▸ **WHAT YOU WILL DO**:
Recast every line of the rows below as a Markdown table with two columns, Num for the line number and Text for the line itself, skipping blank lines. Leave the pictures out.

▸ **EXCERPTED RECORDS**:
[Start]
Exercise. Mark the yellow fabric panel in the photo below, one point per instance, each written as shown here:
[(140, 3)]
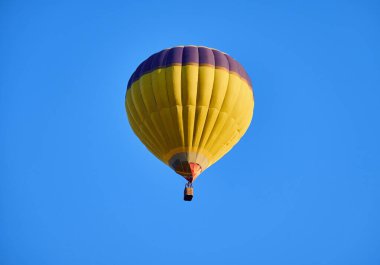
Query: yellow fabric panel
[(161, 97), (205, 88), (189, 100), (173, 87), (199, 110)]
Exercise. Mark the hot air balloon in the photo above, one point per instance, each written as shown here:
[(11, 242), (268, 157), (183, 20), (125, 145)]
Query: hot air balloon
[(189, 105)]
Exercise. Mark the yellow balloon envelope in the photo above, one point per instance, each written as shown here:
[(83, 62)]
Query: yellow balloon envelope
[(189, 106)]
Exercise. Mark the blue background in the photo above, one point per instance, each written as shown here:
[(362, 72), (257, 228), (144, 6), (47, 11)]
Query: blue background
[(77, 186)]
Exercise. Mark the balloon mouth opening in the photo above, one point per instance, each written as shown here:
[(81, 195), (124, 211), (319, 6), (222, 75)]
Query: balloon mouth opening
[(188, 164), (189, 170)]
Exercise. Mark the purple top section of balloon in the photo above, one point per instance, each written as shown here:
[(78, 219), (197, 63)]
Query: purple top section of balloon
[(189, 55)]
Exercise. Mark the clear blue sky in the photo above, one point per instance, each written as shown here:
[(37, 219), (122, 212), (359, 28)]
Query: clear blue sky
[(302, 186)]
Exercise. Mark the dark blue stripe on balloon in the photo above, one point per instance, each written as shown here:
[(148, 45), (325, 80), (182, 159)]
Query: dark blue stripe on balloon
[(188, 55)]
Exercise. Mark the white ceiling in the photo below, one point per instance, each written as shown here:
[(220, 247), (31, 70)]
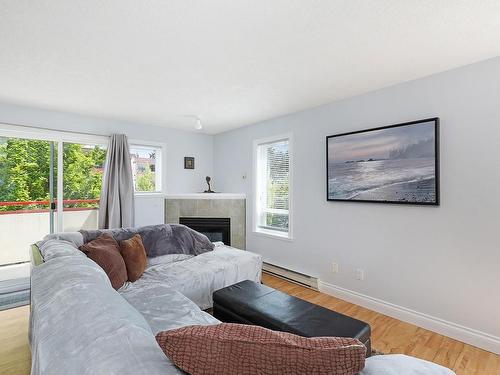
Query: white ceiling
[(231, 62)]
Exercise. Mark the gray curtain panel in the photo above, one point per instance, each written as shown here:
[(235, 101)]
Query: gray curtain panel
[(116, 209)]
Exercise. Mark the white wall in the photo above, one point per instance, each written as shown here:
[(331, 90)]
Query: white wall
[(440, 261), (179, 143)]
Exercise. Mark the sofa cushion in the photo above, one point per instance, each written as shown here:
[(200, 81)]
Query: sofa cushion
[(397, 364), (160, 239), (134, 255), (199, 276), (242, 349), (105, 251), (80, 325), (53, 248)]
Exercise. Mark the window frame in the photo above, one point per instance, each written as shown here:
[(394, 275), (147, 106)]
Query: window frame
[(269, 232), (159, 167), (60, 137)]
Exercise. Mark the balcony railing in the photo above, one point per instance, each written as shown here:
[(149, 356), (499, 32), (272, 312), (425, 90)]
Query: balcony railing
[(36, 209)]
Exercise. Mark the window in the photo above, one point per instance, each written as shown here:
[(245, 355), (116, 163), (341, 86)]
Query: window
[(146, 168), (273, 186)]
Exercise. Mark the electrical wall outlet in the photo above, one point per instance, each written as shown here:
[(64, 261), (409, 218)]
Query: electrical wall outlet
[(360, 274), (335, 267)]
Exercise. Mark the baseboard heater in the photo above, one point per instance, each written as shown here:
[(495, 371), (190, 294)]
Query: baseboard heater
[(289, 275)]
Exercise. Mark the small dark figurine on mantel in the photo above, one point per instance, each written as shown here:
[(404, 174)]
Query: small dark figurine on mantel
[(209, 188)]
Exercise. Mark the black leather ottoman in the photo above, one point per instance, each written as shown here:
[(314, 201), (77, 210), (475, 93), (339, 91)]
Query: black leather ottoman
[(248, 302)]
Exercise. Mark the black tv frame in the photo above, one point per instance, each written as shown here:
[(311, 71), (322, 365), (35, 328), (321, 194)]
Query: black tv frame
[(436, 169)]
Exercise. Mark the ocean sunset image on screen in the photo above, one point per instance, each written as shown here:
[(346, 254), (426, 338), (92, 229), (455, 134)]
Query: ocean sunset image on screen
[(396, 164)]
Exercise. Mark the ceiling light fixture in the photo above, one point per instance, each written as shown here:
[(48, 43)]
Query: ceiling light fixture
[(198, 125)]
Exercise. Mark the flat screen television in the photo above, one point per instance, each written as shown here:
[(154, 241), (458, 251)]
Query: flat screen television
[(390, 164)]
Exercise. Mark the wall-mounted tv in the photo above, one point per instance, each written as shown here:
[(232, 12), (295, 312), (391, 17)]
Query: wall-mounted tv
[(390, 164)]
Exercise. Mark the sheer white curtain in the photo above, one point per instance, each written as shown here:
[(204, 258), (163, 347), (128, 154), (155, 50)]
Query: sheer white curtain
[(116, 208)]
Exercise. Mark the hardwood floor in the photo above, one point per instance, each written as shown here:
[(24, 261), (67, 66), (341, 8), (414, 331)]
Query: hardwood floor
[(15, 355), (388, 335)]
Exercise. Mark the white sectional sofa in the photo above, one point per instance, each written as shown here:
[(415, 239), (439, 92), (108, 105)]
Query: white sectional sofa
[(80, 325)]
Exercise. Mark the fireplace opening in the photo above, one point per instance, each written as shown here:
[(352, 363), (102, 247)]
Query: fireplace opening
[(215, 228)]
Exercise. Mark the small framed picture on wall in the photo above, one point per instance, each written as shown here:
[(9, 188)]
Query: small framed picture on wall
[(188, 162)]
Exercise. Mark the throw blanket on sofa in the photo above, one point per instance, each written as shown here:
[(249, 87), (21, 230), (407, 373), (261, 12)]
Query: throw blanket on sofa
[(160, 239)]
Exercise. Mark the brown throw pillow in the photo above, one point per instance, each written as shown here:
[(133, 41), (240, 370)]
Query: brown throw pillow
[(134, 255), (104, 250), (243, 349)]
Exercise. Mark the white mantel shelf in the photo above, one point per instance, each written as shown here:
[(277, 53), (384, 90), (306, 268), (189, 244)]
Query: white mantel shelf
[End]
▸ **WRITTEN ANSWER**:
| Num | Text |
|---|---|
| 1 | Exercise. Mark the yellow fabric panel in the photo below, one point per instance, each written as shown here: |
| 2 | [(140, 3)] |
| 3 | Query: yellow fabric panel |
| 4 | [(161, 97), (205, 88), (189, 100), (173, 87), (199, 110)] |
| 5 | Exercise. Mark the hot air balloon in the photo above, one point per instance, each written as shown here: |
| 6 | [(11, 242), (268, 157), (183, 20), (125, 145)] |
| 7 | Query: hot air balloon |
| 8 | [(189, 105)] |
| 9 | Exercise. Mark the yellow balloon envelope in the photo above, one point per instance, each written as shown here: |
| 10 | [(83, 62)] |
| 11 | Query: yellow balloon envelope |
| 12 | [(189, 106)] |
| 13 | Exercise. Mark the blue background in the photo above, one point per instance, each written as shown here: |
| 14 | [(362, 72), (257, 228), (144, 6), (47, 11)] |
| 15 | Query: blue background |
| 16 | [(77, 186)] |
| 17 | Exercise. Mark the balloon mouth opening in the photo above, one point per instance, each written as shown here: |
| 18 | [(81, 195), (124, 211), (319, 6), (222, 75)] |
| 19 | Query: balloon mouth opening |
| 20 | [(188, 164), (189, 170)] |
| 21 | Exercise. Mark the purple top section of balloon in the photo above, one point per instance, each written as shown here: |
| 22 | [(78, 219), (197, 63)] |
| 23 | Query: purple top section of balloon |
| 24 | [(189, 55)] |
| 25 | Exercise. Mark the clear blue sky in the photo above, one point per instance, each written as shown here: |
| 26 | [(37, 219), (122, 212), (359, 28)] |
| 27 | Query: clear blue sky |
| 28 | [(302, 186)] |
| 29 | Exercise. Mark the dark blue stripe on balloon in the photo above, one point per instance, each written as shown here: |
| 30 | [(148, 45), (325, 80), (182, 159)] |
| 31 | Query: dark blue stripe on balloon |
| 32 | [(188, 55)] |
| 33 | Exercise. Mark the white ceiling in the photo below, one point per instance, each written as shown here: |
| 34 | [(220, 247), (31, 70)] |
| 35 | Query: white ceiling |
| 36 | [(231, 62)] |
| 37 | Exercise. Mark the gray curtain panel in the photo above, one point per instance, each written as shown here: |
| 38 | [(235, 101)] |
| 39 | Query: gray curtain panel |
| 40 | [(116, 209)] |
| 41 | Exercise. Mark the white wall in the photo above, one point per instance, each written as shown here: |
| 42 | [(331, 90)] |
| 43 | Query: white wall |
| 44 | [(440, 261), (179, 143)] |
| 45 | Exercise. Mark the sofa cushion in the photo above, one point per instance, each written as shown here: |
| 46 | [(200, 81)] |
| 47 | Query: sofa cushion |
| 48 | [(397, 364), (160, 239), (134, 255), (199, 276), (242, 349), (105, 251), (80, 325), (53, 248)] |
| 49 | Exercise. Mark the window frame in the photo above, one point per instance, each written as shown here: |
| 50 | [(394, 275), (147, 106)] |
| 51 | Query: window frame |
| 52 | [(269, 232), (159, 167), (60, 137)] |
| 53 | Exercise. Mark the balcony railing in the photo above, one point per instance, each written as shown here: |
| 54 | [(149, 356), (499, 32), (272, 312), (425, 90)] |
| 55 | Query: balcony railing |
| 56 | [(36, 209)] |
| 57 | Exercise. Mark the window in the photo above, one point per instance, each written as shown here: |
| 58 | [(245, 355), (116, 163), (341, 86)] |
| 59 | Query: window |
| 60 | [(146, 168), (273, 186)] |
| 61 | Exercise. Mark the electrical wall outlet in the photo above, one point per instance, each written as shown here: |
| 62 | [(64, 261), (409, 218)] |
| 63 | Query: electrical wall outlet |
| 64 | [(360, 274), (335, 267)] |
| 65 | Exercise. Mark the baseboard heater in the photo above, one point per instance, each written as shown here: |
| 66 | [(495, 371), (190, 294)] |
| 67 | Query: baseboard heater |
| 68 | [(289, 275)] |
| 69 | Exercise. Mark the small dark figurine on mantel in the photo above, one point per instance, each written as shown here: |
| 70 | [(404, 174)] |
| 71 | Query: small dark figurine on mantel |
| 72 | [(209, 188)] |
| 73 | Exercise. Mark the black leather ottoman in the photo above, one point per instance, each written as shown here: |
| 74 | [(314, 201), (77, 210), (475, 93), (339, 91)] |
| 75 | Query: black leather ottoman |
| 76 | [(248, 302)] |
| 77 | Exercise. Mark the black tv frame in the photo above, one point per instance, each written as shown here: |
| 78 | [(311, 71), (322, 365), (35, 328), (321, 194)] |
| 79 | Query: black tv frame |
| 80 | [(436, 169)] |
| 81 | Exercise. Mark the ocean sunset image on screen in the photo above, one point per instance, each written as shown here: |
| 82 | [(346, 254), (426, 338), (92, 229), (455, 134)] |
| 83 | Query: ocean sunset image on screen |
| 84 | [(396, 164)] |
| 85 | Exercise. Mark the ceiling light fixture in the photo above, one point per instance, each written as shown here: |
| 86 | [(48, 43)] |
| 87 | Query: ceiling light fixture |
| 88 | [(198, 125)] |
| 89 | Exercise. Mark the flat screen television in the photo above, one point per instance, each written as shown here: |
| 90 | [(154, 241), (458, 251)] |
| 91 | Query: flat screen television |
| 92 | [(390, 164)] |
| 93 | Exercise. Mark the wall-mounted tv in the photo above, one point per instance, each written as shown here: |
| 94 | [(232, 12), (295, 312), (391, 17)] |
| 95 | Query: wall-mounted tv |
| 96 | [(390, 164)] |
| 97 | Exercise. Mark the sheer white curtain in the photo above, one point per instance, each written as shown here: |
| 98 | [(204, 258), (163, 347), (128, 154), (155, 50)] |
| 99 | Query: sheer white curtain |
| 100 | [(116, 208)] |
| 101 | Exercise. Mark the hardwood floor in the photo above, one point per instance, each written as shown here: |
| 102 | [(24, 261), (67, 66), (341, 8), (414, 331)] |
| 103 | Query: hardwood floor |
| 104 | [(15, 355), (388, 335)] |
| 105 | Exercise. Mark the white sectional sofa in the photo above, one point per instance, each written as shown here: |
| 106 | [(415, 239), (439, 92), (108, 105)] |
| 107 | Query: white sectional sofa |
| 108 | [(80, 325)] |
| 109 | Exercise. Mark the fireplace opening in the photo above, one point per instance, each written as shown here: |
| 110 | [(352, 363), (102, 247)] |
| 111 | Query: fireplace opening |
| 112 | [(215, 228)] |
| 113 | Exercise. Mark the small framed picture on wall in the photo above, one point per instance, each written as shown here: |
| 114 | [(9, 188)] |
| 115 | Query: small framed picture on wall |
| 116 | [(188, 162)] |
| 117 | Exercise. Mark the throw blanket on sofa in the photo above, one point per instance, each written as shown here: |
| 118 | [(249, 87), (21, 230), (407, 373), (261, 12)] |
| 119 | Query: throw blanket on sofa |
| 120 | [(160, 239)] |
| 121 | Exercise. Mark the brown throw pillow in the photo above, one point per instance, each written as shown here: |
| 122 | [(133, 41), (240, 370)] |
| 123 | Query: brown throw pillow |
| 124 | [(134, 255), (104, 250), (243, 349)] |
| 125 | Exercise. Mark the white mantel shelf in the photo above, one point per instance, each written as shown here: |
| 126 | [(277, 53), (384, 90), (306, 268), (189, 244)] |
| 127 | Query: white mantel shelf |